Provided passage:
2015 MLB trade value: The bottom five
By Dave Cameron
Last week, we ran through our annual Trade Value series, chronicling the 50 most valuable assets in baseball — at least according to me. To no one’s surprise, Mike Trout remained at the top of the rankings. The rest of the list was dominated by the young stars who have flooded into baseball during the past few years.
But just as there are some players who are valuable both on the field and because of their discounted contracts, there is a flip side to the Trade Value coin: guys who are taking up significant portions of their team’s financial resources without providing enough value to justify their expense. As you’d expect, these types of players are mostly on the downsides of their careers, having been successful enough early on to earn big paydays, only to decline quicker than their current organizations hoped or expected.
Today, we’re going to look at the five players who I estimate to have the least trade value in baseball. Put another way, these are the players who would cost their team the most cash (or equivalently valuable talent) to remove from their rosters. We’ve actually seen a decent number of negative-value asset trades this year — the Rangers taking Josh Hamilton back, the Braves using Craig Kimbrel to dump Melvin Upton on the Padres, and the Diamondbacks dangling prospect Touki Toussaint to get out of the remainder of Bronson Arroyo‘s contract, for instance — as more teams with financial flexibility have begun to use that resource to acquire talent that wouldn’t otherwise be available in trade.
Taking on Upton or Arroyo is small potatoes compared to what it cost to move the five guys listed below. These guys are all much bigger liabilities than either of those, and the amount of negative equity is so large that it’s difficult to imagine what deals for these players might actually look like now.

What you need to do:
A) Does each statement agree with the trade value article? Answer yes or no for each, and quote the deciding words. (i) Mike Trout stayed first in the rankings. (ii) The Rangers traded Josh Hamilton away to another team. (iii) The article looks at the ten players with the least trade value.
B) Rewrite everything in the trade value article from "2015 MLB trade" down to "hoped or expected.", putting "the rising talents" wherever "the young stars" appears.

Recorded data:
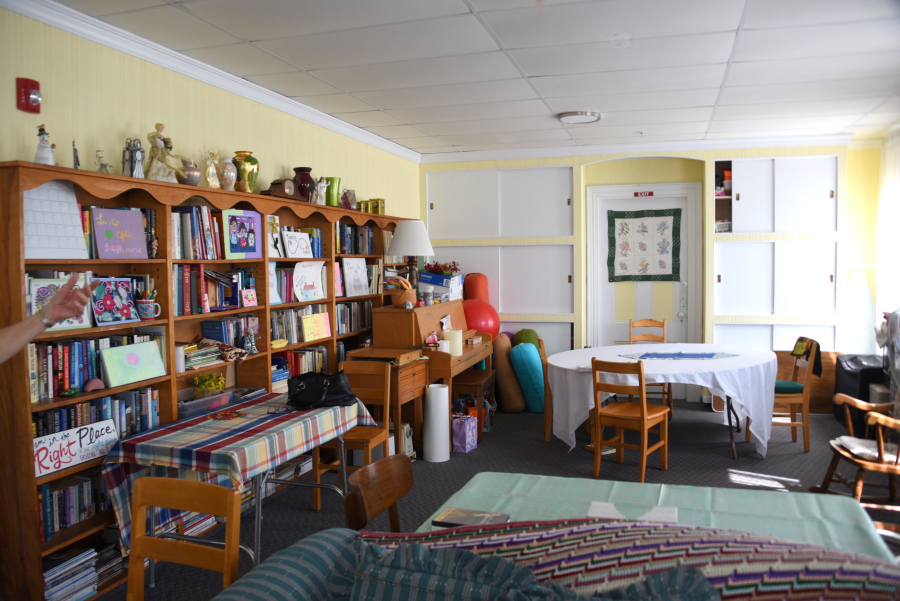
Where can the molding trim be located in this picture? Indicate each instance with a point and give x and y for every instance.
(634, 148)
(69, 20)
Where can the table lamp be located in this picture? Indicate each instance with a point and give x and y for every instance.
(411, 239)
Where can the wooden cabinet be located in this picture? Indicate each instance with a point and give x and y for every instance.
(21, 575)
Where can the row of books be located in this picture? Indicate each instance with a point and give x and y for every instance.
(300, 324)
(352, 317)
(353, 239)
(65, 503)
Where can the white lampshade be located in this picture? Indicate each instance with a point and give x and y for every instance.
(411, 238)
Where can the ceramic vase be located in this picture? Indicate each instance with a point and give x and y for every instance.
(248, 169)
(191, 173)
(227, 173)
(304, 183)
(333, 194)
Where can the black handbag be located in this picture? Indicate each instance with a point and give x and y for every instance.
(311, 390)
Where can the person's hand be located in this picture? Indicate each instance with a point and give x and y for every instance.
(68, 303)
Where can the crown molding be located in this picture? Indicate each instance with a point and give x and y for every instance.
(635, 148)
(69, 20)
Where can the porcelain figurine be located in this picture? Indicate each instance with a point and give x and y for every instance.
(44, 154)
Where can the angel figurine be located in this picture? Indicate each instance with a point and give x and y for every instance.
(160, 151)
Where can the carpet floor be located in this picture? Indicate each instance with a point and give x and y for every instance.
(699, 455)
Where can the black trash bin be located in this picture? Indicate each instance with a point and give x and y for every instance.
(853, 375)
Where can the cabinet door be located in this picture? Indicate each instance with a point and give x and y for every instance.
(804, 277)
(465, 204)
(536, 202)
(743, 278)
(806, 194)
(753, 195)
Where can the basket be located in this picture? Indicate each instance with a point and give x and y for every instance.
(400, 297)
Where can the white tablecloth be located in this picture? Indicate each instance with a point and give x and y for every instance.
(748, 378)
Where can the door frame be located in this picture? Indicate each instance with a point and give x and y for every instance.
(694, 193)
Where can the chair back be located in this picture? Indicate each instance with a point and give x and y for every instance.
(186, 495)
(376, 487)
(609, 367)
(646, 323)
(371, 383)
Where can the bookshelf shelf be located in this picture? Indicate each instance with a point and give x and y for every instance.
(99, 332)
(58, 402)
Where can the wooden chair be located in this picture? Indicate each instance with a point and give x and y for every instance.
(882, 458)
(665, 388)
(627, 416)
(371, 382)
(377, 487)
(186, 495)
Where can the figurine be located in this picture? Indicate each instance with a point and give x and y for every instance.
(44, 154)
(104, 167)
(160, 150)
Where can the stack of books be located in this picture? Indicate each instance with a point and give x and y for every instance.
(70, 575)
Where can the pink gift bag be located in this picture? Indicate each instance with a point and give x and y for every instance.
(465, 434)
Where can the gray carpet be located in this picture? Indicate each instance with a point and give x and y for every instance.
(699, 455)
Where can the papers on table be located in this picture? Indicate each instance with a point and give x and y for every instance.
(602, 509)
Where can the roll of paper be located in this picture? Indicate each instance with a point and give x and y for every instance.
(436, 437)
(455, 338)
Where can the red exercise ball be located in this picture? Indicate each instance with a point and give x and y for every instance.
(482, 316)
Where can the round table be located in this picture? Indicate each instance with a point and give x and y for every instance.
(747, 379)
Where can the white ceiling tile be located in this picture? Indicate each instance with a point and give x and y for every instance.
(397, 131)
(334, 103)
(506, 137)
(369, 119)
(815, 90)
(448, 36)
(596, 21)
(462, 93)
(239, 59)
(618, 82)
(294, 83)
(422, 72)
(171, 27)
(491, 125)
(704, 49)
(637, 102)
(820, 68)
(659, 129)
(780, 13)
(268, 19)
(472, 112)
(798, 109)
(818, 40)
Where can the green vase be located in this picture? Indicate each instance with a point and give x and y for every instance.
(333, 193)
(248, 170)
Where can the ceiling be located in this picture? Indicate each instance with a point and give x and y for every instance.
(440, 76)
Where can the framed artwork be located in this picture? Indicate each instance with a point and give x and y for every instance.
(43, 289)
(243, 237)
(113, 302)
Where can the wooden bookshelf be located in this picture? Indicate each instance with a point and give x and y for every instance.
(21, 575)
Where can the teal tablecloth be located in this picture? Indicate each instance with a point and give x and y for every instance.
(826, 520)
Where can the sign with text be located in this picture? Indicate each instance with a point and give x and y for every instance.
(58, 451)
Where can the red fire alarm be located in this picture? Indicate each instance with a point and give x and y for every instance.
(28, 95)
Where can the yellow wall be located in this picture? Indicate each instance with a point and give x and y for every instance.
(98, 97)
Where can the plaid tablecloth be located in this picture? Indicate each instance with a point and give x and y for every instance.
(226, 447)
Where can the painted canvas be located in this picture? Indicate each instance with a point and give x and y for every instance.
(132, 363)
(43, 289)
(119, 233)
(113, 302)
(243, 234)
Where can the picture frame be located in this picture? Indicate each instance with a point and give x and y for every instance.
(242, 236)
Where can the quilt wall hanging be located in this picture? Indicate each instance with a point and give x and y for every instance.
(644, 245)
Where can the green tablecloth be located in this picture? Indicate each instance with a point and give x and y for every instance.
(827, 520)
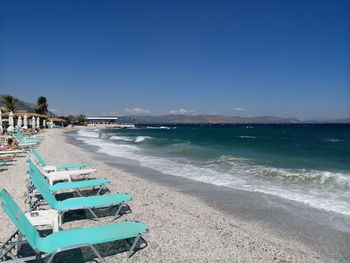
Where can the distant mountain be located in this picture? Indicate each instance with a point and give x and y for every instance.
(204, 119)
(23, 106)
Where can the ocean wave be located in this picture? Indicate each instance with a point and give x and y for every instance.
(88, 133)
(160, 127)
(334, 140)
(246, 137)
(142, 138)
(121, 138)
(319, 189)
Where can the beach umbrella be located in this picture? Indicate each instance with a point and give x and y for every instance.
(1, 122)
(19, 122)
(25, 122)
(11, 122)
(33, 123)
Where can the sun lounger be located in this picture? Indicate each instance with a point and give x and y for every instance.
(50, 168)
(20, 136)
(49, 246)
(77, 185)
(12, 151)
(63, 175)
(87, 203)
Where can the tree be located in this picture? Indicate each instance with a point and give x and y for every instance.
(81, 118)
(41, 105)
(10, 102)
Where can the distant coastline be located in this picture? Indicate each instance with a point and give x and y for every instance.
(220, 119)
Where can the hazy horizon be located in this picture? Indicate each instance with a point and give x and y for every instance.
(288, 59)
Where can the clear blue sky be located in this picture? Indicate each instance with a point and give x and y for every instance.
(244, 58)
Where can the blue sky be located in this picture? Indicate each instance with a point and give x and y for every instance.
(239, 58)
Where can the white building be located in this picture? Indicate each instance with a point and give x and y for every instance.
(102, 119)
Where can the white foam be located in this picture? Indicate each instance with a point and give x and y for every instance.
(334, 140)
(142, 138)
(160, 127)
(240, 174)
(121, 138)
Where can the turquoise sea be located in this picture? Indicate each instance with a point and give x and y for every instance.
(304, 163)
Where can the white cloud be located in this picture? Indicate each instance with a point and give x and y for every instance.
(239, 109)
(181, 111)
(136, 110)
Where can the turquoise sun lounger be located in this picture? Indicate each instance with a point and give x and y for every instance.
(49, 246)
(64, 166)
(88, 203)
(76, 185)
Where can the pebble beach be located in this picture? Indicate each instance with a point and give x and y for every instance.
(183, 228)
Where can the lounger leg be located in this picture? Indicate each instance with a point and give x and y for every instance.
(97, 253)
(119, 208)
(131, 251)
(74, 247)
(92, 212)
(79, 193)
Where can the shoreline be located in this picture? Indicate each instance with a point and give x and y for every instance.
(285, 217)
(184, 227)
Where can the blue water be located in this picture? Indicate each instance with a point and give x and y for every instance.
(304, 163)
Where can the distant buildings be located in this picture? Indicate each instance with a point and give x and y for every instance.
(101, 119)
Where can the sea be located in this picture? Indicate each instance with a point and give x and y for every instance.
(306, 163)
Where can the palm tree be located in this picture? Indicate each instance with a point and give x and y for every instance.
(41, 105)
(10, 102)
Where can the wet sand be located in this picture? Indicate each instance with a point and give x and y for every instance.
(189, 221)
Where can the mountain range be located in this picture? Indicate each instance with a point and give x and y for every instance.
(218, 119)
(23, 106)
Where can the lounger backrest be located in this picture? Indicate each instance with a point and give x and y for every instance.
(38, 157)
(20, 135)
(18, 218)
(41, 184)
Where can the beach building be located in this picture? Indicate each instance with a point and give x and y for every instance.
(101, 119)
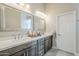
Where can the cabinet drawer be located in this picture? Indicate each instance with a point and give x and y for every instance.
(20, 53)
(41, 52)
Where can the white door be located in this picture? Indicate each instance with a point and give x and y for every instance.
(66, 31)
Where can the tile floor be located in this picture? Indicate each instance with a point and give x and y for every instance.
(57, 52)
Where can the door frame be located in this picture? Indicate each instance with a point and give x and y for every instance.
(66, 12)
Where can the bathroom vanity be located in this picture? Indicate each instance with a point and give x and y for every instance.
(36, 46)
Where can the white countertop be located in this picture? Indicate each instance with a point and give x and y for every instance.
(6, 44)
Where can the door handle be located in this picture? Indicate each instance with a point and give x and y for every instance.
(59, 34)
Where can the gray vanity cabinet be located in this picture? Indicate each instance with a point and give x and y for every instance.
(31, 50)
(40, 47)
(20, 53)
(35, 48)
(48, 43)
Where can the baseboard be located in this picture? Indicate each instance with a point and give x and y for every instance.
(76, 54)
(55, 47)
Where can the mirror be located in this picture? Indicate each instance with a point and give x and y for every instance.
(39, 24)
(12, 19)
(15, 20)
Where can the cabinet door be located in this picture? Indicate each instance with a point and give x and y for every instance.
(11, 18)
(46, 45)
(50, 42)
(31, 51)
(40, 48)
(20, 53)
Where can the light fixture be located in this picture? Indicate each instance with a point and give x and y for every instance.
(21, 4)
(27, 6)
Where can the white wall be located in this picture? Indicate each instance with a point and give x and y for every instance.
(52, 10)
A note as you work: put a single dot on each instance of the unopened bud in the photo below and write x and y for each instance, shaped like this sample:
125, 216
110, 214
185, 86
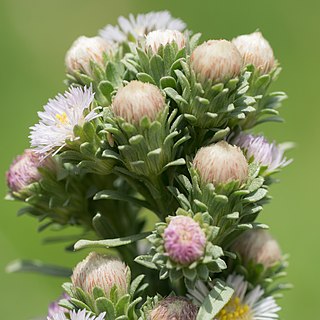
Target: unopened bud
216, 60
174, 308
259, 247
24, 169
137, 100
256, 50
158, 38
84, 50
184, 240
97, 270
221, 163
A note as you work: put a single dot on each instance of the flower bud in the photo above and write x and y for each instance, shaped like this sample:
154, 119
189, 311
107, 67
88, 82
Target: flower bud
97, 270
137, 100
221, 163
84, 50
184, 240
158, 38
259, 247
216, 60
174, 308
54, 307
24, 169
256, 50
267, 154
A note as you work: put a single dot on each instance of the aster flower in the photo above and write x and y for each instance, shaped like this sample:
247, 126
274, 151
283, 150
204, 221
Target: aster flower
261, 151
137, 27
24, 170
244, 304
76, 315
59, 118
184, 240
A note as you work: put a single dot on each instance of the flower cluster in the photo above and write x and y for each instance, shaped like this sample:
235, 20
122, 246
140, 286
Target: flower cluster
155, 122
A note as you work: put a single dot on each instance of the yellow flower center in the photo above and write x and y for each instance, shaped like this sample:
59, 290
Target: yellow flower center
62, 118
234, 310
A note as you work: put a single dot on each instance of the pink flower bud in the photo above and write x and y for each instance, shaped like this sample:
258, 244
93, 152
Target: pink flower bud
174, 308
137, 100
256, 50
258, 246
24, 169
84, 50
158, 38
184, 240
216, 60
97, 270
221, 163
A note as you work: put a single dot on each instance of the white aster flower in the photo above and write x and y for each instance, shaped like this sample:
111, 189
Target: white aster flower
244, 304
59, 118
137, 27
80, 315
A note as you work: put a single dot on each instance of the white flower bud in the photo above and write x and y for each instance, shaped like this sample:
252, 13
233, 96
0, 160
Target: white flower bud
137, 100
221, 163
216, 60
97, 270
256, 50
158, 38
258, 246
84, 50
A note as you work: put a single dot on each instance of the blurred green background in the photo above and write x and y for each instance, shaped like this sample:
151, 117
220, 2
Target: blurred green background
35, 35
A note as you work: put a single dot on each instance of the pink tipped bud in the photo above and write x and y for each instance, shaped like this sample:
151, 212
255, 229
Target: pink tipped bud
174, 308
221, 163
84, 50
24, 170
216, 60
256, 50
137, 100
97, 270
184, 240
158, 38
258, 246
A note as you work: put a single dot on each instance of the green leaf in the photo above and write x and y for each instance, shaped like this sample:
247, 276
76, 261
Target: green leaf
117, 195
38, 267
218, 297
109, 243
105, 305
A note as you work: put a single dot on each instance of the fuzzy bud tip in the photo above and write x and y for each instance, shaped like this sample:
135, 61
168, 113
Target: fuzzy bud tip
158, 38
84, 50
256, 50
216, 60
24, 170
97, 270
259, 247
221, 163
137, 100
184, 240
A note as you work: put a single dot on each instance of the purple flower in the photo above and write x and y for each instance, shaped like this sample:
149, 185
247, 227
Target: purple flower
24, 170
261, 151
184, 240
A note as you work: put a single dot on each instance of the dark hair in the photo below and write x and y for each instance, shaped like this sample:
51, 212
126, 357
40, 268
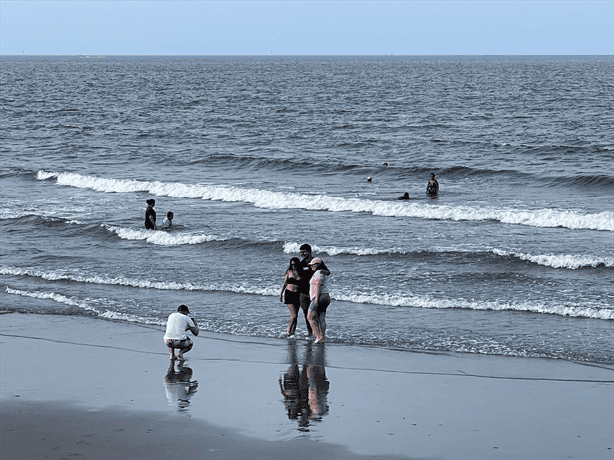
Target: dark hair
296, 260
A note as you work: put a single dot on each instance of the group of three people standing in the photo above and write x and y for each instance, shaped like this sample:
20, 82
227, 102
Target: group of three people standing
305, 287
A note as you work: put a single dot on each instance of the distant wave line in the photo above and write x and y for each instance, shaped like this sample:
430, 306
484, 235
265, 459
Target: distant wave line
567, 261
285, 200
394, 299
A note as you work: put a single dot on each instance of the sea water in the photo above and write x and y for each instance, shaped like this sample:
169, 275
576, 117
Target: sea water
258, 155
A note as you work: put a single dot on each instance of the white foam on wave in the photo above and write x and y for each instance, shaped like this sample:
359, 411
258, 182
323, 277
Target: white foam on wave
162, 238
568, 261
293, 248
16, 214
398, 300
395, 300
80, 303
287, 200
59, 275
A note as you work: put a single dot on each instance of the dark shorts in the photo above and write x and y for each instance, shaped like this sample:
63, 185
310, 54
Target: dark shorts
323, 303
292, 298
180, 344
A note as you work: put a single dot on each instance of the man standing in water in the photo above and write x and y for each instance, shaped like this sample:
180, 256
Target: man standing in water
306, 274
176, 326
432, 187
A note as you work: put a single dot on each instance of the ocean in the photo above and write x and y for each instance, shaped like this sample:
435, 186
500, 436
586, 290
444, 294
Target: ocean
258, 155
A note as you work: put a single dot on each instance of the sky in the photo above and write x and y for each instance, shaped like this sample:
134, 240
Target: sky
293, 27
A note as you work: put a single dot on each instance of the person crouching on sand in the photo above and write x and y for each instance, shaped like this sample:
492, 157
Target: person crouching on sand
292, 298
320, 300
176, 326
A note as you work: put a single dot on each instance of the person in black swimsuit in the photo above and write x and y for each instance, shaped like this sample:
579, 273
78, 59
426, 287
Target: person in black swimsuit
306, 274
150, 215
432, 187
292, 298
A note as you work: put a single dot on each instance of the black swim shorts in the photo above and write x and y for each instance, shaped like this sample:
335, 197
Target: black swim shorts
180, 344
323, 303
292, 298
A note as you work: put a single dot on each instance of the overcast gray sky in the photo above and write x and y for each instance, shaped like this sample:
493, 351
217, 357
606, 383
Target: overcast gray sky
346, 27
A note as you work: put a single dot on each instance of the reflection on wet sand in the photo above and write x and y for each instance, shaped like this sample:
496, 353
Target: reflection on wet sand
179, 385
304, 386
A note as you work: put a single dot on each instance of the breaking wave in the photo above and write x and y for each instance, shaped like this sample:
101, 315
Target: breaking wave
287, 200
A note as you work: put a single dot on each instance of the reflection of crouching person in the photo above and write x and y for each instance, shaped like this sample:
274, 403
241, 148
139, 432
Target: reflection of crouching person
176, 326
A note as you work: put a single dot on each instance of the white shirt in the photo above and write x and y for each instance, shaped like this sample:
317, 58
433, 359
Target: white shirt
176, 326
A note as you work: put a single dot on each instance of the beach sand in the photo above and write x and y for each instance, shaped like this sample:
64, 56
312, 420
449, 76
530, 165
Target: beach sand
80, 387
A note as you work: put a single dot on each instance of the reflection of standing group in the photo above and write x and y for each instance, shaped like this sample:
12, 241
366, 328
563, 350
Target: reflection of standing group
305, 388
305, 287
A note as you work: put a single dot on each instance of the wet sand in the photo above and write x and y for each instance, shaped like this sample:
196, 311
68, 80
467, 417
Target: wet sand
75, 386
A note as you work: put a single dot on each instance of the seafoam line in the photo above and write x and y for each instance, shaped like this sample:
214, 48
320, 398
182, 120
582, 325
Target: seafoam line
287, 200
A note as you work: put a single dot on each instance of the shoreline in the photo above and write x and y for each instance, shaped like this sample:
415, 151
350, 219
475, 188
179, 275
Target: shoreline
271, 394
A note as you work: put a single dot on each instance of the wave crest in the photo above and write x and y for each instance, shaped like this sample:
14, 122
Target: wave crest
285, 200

Solutions to each task:
A)
(i) Yes: "Mike Trout remained at the top of the rankings."
(ii) No: "the Rangers taking Josh Hamilton back"
(iii) No: "the five players who I estimate to have the least trade value in baseball"

B)
2015 MLB trade value: The bottom five
By Dave Cameron
Last week, we ran through our annual Trade Value series, chronicling the 50 most valuable assets in baseball — at least according to me. To no one’s surprise, Mike Trout remained at the top of the rankings. The rest of the list was dominated by the rising talents who have flooded into baseball during the past few years.
But just as there are some players who are valuable both on the field and because of their discounted contracts, there is a flip side to the Trade Value coin: guys who are taking up significant portions of their team’s financial resources without providing enough value to justify their expense. As you’d expect, these types of players are mostly on the downsides of their careers, having been successful enough early on to earn big paydays, only to decline quicker than their current organizations hoped or expected.